L’Islam, le marqueur à l’épreuve des attentats de Paris

Depuis les attentats de St Denis et de Paris, radios et télés font rouler les tambours. C’est normal. Les émissions spéciales appuient sur l’émotion et les experts habitués des plateaux rentrent dans la mêlée. Commentateurs et analystes rendent leurs vérités. Mais au-delà des discours émotionnels, certes légitimes, ils devraient aussi faire œuvre de pédagogie en reprenant l’Histoire et éviter certains concepts. Il y va de l’apaisement du malaise des musulmans de France. Surtout dans la cacophonie actuelle.

La charge émotionnelle suscitée par les attentats du 13 novembre à Paris ne doit pas empêcher de réfléchir. La France multiple de 2015 a ce devoir.

D’abord resituer dans le discours la place des Français dits musulmans au sein de leur société. Alors que l’Histoire de France, depuis des siècles, est jalonnée par les attouchements avec l’Orient et l’Afrique du Nord, qui sont ces musulmans de la République française? L’ennemi de l’intérieur? Une cinquième colonne?

Pour répondre, il vaut mieux reprendre le fil de l’Histoire de la France avec le monde islamique et réévaluer certains concepts abusivement utilisés par la classe politique française notamment. Profitant d’une émotion évidente mais surexposée dans les médias, des formules distillées ici et là sont dévastatrices, accentuent la peur panique liée à l’actualité terrifiante. Face au crime islamiste, l’opinion française, chauffée à blanc, n’a pas besoin de sous-entendus.

En ces circonstances, les Français ont besoin d’explications non de propos lénifiants sur ce qu’est la France avec son art de vivre et sa démocratie. Dire seulement que les terroristes veulent détruire les valeurs de la France semble un peu court. Après l’inquiétude, la raison, les raisons…

L’Histoire d’abord et quelques concepts aussi. De la campagne d’Egypte menée par le général Bonaparte en 1798 en passant par la colonisation à la présence aujourd’hui en nombre sur la terre de France de musulmans devenus citoyens Français, il n’est jamais clairement expliqué sur les chaînes de radios et de TV que la politique française a eu ses propres égarements auxquels les musulmans de France sont… étrangers.

Au sein de la société française, ces citoyens là, à l’Islam voyant ou non, ont un marqueur qui en toutes circonstances les différencie des autres nationaux. Dans l’opinion, ces musulmans sont dans un cul de basse-fosse. Ils ont beau donné à la République française des gages de fidélité, d’engagement patriotique ou mourir pour elle depuis 14-18 jusqu’aux harkis et plus, rien n’y fait.

Consigne.
Dans le texte ci-dessus sur l’islam en France après les attentats de Paris, recopiez mot pour mot le passage qui commence par les mots contenant « L’Islam, le marqueur » et se termine par « la cacophonie actuelle. ».

Liste fournie.
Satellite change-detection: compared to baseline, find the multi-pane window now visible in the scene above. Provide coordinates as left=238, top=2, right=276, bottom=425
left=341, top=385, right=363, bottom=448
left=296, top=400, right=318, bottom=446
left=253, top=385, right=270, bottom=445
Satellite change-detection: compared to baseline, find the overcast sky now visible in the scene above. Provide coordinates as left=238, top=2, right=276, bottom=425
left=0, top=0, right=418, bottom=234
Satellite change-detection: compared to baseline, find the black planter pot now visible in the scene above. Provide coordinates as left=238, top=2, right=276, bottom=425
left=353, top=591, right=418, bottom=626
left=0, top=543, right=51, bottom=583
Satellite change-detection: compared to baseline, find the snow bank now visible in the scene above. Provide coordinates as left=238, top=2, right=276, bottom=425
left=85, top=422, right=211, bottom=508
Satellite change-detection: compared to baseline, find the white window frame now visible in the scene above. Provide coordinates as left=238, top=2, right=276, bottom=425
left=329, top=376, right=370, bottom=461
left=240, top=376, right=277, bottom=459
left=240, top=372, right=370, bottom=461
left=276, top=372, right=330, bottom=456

Exercice corrigé.
L’Islam, le marqueur à l’épreuve des attentats de Paris

Depuis les attentats de St Denis et de Paris, radios et télés font rouler les tambours. C’est normal. Les émissions spéciales appuient sur l’émotion et les experts habitués des plateaux rentrent dans la mêlée. Commentateurs et analystes rendent leurs vérités. Mais au-delà des discours émotionnels, certes légitimes, ils devraient aussi faire œuvre de pédagogie en reprenant l’Histoire et éviter certains concepts. Il y va de l’apaisement du malaise des musulmans de France. Surtout dans la cacophonie actuelle.